Here you find the original discussion, you should really re-read it as most arguments are still valid IMHO:

Organizational

Topic Initiator: Benni Mack
Topic Mentor: Benni Mack


(Andreas Wolf) #2

From a first look here and the discussions I’ve heard so far, I also support the move to PHP 7.1 as the requirement for 9 LTS.

I don’t see a point in having our central dependencies have a newer PHP requirement than us. This will create the additional maintenance burden for forks that Benni outlined, and I doubt that we can keep that level of support we would need for this (and this might create a host of compatibility problems).


(Tymoteusz Motylewski) #3

@benni Can you add info, about support dates for PHP 7.1?

I’m ok with raising the requirements to PHP 7.1.
I would prefer that the core team doesn’t have to maintain doctrine or other dependencies for the next few years.
If it comes to my customers, I see the trend that less and less customers sees RHEL with no external packages as a hard requirement.


(Markus Klein) #4

I repeat my not 100% serious statement from back then, when 7.2 wasn’t even a dirty thought and the successor could have been 8.0:
Let’s require PHP 8.0

Rephrasing this for the current state:
Let’s require 7.2


(Andreas Fernandez) #5

I opt to raise the requirement to PHP 7.1, too.

At least for Ubuntu I know they release their next LTS in 2018-04, coming with PHP 7.1: https://launchpad.net/ubuntu/bionic/+source/php7.1


(Frank Naegler) #6

I will opt again for 7.1 for the same reasons :slight_smile:


(Kevin Ditscheid) #7

Voting for 7.1 or even 7.2 support. There were many reasons in the old thread and I just want to go with the things Helmut already mentioned. If someone wants to host his NEW TYPO3 instance on an ancient debian system, he has the option to go with ELTS.

Coordinate annotation entries:
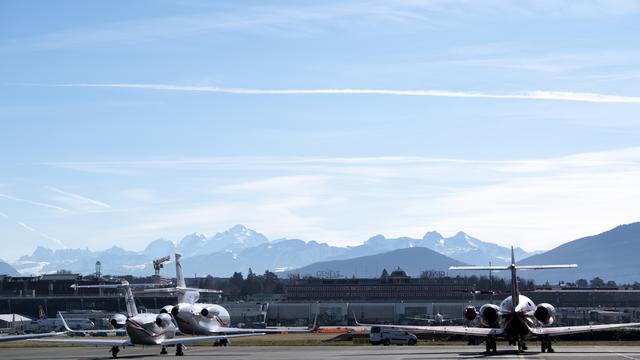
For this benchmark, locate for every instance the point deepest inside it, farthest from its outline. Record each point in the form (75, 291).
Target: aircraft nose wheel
(545, 344)
(490, 345)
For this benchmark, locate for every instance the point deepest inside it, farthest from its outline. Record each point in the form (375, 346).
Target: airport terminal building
(395, 299)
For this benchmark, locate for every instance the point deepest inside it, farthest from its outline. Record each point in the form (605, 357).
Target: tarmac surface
(323, 352)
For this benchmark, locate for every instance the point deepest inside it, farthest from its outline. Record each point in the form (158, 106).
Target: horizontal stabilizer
(543, 267)
(479, 268)
(183, 290)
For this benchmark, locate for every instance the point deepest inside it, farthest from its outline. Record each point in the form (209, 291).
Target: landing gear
(490, 345)
(545, 344)
(522, 346)
(114, 351)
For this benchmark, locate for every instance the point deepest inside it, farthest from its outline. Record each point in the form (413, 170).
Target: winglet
(513, 257)
(314, 326)
(355, 319)
(64, 323)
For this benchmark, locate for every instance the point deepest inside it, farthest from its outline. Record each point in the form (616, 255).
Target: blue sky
(126, 121)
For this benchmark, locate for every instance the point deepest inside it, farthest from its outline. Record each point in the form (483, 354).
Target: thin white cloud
(525, 95)
(35, 203)
(40, 233)
(80, 198)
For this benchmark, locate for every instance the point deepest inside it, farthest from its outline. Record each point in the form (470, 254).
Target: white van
(388, 336)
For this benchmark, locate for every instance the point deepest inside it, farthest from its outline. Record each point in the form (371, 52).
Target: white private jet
(202, 318)
(7, 338)
(142, 329)
(516, 319)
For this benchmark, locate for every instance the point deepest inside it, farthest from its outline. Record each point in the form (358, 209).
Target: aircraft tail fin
(179, 274)
(64, 322)
(514, 269)
(41, 314)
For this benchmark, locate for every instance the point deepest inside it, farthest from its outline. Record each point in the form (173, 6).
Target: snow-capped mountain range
(240, 248)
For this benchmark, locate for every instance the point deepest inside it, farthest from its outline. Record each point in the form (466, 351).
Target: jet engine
(163, 320)
(470, 313)
(118, 321)
(210, 311)
(489, 315)
(180, 308)
(545, 313)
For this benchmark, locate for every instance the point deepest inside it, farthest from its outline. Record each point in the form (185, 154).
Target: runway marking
(621, 355)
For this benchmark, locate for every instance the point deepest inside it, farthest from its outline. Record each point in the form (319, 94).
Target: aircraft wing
(198, 339)
(227, 330)
(564, 330)
(28, 336)
(92, 342)
(455, 330)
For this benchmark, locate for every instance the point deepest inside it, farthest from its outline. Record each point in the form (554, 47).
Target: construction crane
(157, 265)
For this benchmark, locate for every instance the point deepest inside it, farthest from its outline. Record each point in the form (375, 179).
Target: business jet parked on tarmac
(202, 318)
(142, 329)
(516, 319)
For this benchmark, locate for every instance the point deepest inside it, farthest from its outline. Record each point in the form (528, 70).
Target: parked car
(388, 336)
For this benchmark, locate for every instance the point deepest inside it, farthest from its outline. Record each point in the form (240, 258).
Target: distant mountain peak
(432, 236)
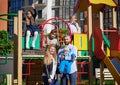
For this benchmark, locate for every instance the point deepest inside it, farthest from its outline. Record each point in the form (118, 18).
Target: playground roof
(97, 5)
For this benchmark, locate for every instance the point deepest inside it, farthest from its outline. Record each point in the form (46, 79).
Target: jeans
(72, 78)
(54, 81)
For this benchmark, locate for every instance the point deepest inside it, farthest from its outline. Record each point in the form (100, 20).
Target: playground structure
(111, 59)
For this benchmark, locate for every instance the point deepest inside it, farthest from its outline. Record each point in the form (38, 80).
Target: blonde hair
(47, 56)
(29, 19)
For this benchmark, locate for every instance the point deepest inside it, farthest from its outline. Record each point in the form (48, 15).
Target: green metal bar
(10, 14)
(6, 19)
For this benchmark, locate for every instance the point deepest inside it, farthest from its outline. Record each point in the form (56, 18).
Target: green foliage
(6, 45)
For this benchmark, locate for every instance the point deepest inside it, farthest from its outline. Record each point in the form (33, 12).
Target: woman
(50, 65)
(32, 28)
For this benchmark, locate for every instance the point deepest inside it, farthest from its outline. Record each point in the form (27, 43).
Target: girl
(32, 28)
(50, 66)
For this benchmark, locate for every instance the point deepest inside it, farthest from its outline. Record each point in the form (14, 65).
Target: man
(72, 74)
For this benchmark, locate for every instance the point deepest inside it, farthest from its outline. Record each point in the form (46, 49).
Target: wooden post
(114, 18)
(102, 63)
(15, 49)
(9, 79)
(89, 43)
(19, 47)
(114, 25)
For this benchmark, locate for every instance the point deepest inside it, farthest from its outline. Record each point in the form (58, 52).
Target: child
(51, 39)
(32, 28)
(50, 66)
(66, 60)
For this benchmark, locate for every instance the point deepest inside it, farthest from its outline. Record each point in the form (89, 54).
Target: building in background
(3, 10)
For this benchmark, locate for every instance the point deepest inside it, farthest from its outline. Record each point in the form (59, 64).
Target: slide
(113, 61)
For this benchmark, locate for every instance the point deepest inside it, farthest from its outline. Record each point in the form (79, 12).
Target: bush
(6, 45)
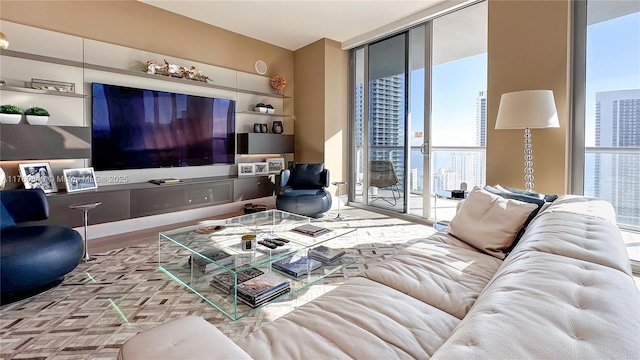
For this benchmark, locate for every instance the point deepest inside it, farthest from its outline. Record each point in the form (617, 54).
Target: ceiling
(293, 24)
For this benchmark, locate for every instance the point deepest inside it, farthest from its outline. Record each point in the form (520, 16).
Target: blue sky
(613, 62)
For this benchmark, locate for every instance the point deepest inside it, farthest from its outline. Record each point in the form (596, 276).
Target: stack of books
(296, 265)
(263, 288)
(203, 265)
(225, 281)
(326, 255)
(311, 230)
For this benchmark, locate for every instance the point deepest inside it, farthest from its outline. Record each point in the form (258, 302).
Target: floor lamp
(528, 109)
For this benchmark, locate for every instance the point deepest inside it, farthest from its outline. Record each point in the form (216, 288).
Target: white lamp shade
(533, 109)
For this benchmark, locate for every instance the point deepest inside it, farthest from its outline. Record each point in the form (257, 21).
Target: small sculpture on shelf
(37, 115)
(277, 127)
(278, 82)
(10, 114)
(174, 70)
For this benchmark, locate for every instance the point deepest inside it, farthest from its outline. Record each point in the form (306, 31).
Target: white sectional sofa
(564, 292)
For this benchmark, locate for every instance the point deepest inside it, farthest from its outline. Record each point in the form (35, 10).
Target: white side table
(339, 184)
(85, 208)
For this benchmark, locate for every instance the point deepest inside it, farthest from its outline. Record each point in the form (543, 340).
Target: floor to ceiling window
(607, 107)
(419, 113)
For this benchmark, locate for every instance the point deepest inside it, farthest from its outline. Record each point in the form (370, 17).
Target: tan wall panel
(527, 44)
(336, 111)
(141, 26)
(309, 100)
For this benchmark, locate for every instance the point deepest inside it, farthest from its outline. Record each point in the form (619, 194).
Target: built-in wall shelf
(140, 73)
(35, 142)
(129, 201)
(264, 114)
(34, 57)
(38, 91)
(254, 143)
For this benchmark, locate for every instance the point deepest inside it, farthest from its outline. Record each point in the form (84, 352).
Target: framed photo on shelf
(275, 165)
(245, 169)
(262, 168)
(38, 176)
(80, 179)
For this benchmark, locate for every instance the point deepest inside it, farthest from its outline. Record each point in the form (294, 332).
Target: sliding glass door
(386, 123)
(419, 113)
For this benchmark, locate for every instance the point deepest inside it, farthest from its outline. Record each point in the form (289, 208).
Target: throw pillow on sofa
(490, 222)
(307, 176)
(529, 197)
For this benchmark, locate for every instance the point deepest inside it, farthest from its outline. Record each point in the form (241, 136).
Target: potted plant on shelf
(260, 107)
(10, 114)
(37, 115)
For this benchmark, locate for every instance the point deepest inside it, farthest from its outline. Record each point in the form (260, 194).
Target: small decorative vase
(37, 120)
(277, 128)
(10, 118)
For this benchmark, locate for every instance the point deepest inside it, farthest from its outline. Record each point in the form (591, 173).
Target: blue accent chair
(303, 190)
(33, 257)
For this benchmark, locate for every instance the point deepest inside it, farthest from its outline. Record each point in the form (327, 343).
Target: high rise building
(386, 121)
(617, 172)
(481, 137)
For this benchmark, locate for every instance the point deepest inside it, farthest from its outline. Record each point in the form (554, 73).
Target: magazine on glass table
(311, 230)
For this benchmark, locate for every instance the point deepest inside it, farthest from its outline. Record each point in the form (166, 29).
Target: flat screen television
(138, 128)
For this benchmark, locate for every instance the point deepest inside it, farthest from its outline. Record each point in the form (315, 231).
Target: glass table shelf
(194, 255)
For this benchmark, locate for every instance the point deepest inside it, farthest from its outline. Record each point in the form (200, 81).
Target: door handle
(424, 148)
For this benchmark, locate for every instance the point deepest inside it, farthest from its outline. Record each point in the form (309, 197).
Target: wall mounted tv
(137, 128)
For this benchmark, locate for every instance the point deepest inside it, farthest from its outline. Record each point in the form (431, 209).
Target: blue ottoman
(32, 257)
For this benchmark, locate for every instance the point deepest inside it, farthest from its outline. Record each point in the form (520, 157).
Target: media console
(128, 201)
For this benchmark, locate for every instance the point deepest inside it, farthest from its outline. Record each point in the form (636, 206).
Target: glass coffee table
(210, 260)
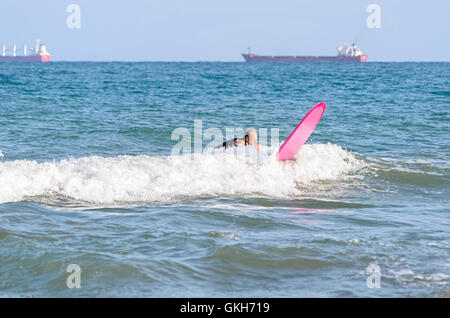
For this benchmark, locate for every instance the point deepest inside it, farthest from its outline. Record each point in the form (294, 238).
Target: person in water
(250, 139)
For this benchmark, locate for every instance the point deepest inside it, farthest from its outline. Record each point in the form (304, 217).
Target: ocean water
(87, 177)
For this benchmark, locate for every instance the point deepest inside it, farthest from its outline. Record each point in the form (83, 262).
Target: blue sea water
(87, 178)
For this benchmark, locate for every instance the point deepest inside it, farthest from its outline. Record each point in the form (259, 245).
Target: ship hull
(31, 58)
(264, 58)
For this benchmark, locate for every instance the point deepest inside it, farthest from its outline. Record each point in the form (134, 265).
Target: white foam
(150, 178)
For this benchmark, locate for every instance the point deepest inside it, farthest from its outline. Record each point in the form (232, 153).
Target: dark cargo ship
(346, 53)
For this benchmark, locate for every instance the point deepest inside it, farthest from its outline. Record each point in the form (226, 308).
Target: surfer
(250, 139)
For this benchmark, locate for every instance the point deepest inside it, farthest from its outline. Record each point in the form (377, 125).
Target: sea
(110, 184)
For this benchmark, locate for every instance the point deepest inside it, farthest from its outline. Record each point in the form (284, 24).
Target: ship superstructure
(346, 53)
(36, 53)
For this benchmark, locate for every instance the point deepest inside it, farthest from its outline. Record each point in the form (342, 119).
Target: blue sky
(201, 30)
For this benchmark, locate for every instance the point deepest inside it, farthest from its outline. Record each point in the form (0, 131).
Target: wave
(165, 178)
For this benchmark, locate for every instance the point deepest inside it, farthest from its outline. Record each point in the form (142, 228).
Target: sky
(211, 30)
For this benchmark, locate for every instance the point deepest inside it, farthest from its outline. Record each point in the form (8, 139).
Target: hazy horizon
(202, 31)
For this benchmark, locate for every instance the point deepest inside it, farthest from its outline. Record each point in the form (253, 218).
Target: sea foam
(164, 178)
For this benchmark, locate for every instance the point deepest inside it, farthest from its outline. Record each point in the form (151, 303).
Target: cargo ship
(346, 53)
(38, 53)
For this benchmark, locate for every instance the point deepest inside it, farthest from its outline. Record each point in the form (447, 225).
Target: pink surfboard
(301, 133)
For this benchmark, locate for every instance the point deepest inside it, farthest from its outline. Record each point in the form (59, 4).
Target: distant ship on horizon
(38, 53)
(346, 53)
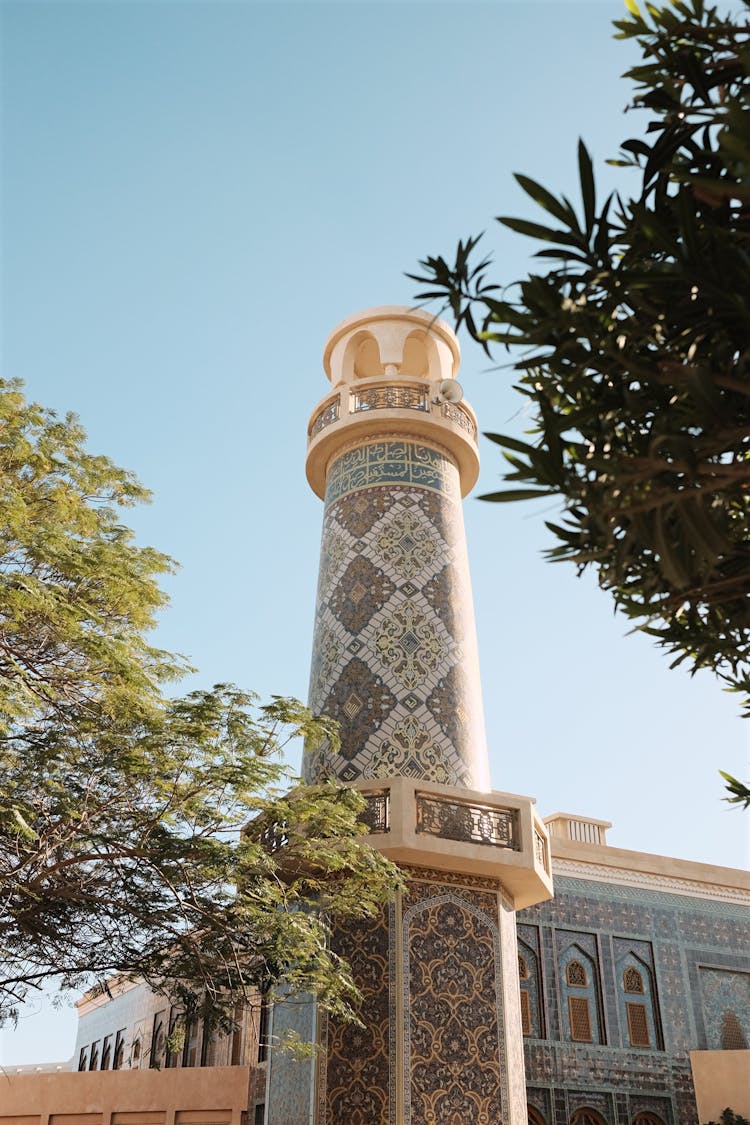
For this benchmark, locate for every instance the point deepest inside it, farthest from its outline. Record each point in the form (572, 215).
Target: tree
(633, 349)
(122, 811)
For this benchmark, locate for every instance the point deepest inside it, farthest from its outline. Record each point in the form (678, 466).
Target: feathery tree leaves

What this task involves: According to the forum discussion, which PHP version will Ubuntu's next LTS release come with?

Response below: PHP 7.1